* **Exercise description**
Count the lines in the listing below that contain the word "trees". Reply with the number alone.

* **Given entries**

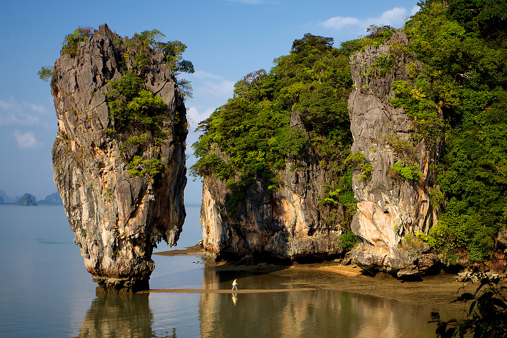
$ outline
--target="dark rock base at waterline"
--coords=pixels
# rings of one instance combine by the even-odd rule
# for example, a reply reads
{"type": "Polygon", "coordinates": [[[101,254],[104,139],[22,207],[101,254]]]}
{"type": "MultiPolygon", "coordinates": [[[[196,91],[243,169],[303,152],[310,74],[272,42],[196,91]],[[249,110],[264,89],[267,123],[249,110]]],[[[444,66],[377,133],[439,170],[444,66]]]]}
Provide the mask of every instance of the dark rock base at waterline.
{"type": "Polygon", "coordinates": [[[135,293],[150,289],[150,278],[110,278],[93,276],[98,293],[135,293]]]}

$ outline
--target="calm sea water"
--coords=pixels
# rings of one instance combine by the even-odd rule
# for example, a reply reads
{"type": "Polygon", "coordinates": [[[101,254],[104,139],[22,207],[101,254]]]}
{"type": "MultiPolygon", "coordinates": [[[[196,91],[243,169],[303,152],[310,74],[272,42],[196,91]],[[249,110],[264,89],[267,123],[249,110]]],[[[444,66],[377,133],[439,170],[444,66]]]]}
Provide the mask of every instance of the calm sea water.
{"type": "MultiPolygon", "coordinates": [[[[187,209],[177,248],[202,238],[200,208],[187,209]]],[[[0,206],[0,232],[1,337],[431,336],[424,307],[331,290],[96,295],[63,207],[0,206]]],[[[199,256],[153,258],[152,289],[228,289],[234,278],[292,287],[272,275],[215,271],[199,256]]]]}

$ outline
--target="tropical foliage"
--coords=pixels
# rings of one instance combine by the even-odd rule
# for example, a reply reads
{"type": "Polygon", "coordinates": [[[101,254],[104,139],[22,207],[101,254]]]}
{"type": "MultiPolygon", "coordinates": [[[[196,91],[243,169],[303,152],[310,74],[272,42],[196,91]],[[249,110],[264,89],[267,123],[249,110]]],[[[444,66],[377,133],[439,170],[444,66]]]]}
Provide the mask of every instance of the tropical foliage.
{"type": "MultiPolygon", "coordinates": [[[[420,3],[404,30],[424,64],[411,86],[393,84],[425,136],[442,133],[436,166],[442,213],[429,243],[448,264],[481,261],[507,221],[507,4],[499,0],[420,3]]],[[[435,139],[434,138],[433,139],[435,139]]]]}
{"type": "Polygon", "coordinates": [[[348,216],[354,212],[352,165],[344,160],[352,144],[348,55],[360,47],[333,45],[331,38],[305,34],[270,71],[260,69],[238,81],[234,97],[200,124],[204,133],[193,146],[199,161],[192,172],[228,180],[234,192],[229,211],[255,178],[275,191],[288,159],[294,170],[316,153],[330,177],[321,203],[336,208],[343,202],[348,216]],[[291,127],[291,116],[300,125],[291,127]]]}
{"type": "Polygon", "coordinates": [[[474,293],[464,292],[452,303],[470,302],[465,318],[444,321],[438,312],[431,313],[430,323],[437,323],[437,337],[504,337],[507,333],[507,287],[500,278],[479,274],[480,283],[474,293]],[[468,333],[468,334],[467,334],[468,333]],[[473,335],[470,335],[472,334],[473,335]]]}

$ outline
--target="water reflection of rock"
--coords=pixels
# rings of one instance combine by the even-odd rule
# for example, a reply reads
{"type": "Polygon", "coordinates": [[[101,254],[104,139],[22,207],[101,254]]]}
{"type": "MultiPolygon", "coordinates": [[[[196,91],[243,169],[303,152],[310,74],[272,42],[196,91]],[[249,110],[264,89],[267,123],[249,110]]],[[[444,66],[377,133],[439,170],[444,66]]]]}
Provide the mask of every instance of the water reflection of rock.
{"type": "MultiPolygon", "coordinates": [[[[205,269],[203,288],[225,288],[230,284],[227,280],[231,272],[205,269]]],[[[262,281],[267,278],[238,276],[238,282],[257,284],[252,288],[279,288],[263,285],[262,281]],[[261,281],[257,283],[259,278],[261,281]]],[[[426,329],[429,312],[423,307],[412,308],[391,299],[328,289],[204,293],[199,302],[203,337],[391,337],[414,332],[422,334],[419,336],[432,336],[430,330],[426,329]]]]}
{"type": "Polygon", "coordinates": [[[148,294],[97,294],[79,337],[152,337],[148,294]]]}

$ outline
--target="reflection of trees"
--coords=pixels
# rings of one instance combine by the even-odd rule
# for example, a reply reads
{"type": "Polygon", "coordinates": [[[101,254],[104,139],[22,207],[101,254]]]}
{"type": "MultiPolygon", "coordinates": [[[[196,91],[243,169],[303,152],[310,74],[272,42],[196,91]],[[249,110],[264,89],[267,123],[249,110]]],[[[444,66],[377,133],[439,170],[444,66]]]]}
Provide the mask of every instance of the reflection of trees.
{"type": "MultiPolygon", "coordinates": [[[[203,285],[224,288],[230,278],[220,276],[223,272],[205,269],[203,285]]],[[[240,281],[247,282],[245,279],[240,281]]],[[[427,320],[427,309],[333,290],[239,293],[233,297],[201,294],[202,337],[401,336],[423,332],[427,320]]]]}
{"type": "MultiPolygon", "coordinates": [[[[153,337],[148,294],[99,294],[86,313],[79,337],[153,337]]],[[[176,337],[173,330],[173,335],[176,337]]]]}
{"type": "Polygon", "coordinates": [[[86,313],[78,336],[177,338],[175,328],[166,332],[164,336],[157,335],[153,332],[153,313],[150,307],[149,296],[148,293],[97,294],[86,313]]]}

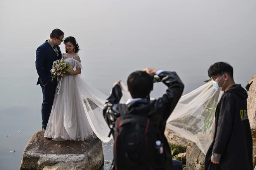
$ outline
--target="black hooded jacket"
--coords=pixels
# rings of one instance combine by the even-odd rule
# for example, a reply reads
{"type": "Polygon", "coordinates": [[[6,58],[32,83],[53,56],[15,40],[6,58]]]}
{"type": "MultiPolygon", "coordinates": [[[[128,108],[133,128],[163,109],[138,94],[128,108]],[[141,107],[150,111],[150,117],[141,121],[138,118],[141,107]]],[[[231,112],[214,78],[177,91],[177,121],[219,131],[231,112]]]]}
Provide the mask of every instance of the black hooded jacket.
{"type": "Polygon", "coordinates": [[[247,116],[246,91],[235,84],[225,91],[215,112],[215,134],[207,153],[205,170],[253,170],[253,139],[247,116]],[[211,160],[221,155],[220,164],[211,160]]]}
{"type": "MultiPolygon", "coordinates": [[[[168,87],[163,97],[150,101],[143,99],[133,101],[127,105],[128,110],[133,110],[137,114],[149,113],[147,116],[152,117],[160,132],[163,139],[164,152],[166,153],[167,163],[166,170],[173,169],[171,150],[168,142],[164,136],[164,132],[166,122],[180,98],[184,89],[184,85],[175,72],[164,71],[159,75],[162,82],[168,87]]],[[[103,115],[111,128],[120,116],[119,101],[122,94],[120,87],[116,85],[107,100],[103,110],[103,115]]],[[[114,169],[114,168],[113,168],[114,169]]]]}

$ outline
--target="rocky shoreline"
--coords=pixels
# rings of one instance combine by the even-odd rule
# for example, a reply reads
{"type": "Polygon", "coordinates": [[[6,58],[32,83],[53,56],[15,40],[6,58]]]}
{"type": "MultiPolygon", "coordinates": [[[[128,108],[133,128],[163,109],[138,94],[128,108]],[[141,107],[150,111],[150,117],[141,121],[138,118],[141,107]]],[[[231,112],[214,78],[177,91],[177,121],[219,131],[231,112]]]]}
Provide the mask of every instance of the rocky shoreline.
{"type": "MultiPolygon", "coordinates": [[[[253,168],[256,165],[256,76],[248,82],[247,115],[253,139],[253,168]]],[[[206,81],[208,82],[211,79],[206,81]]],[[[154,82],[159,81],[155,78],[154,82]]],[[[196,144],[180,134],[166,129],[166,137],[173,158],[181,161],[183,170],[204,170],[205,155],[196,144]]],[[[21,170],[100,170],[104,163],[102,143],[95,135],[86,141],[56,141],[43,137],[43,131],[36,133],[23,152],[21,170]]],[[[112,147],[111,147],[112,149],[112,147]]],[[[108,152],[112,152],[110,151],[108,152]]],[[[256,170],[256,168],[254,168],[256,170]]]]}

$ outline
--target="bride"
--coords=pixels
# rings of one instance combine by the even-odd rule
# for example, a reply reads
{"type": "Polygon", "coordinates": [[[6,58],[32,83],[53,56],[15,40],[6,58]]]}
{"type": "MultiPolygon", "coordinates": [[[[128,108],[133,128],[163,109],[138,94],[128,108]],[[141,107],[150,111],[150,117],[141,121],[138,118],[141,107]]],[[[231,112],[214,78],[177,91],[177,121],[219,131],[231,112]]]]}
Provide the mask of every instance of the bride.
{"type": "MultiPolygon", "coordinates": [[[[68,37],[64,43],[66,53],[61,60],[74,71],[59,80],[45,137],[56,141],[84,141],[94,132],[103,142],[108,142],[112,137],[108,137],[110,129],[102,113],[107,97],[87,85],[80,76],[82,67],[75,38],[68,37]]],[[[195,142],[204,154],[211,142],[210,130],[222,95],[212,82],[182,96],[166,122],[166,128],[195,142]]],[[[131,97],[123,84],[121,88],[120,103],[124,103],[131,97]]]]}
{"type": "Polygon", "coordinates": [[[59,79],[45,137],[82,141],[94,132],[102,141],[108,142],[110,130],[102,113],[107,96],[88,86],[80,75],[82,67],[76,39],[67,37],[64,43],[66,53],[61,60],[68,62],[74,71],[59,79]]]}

* **Problem solution**
2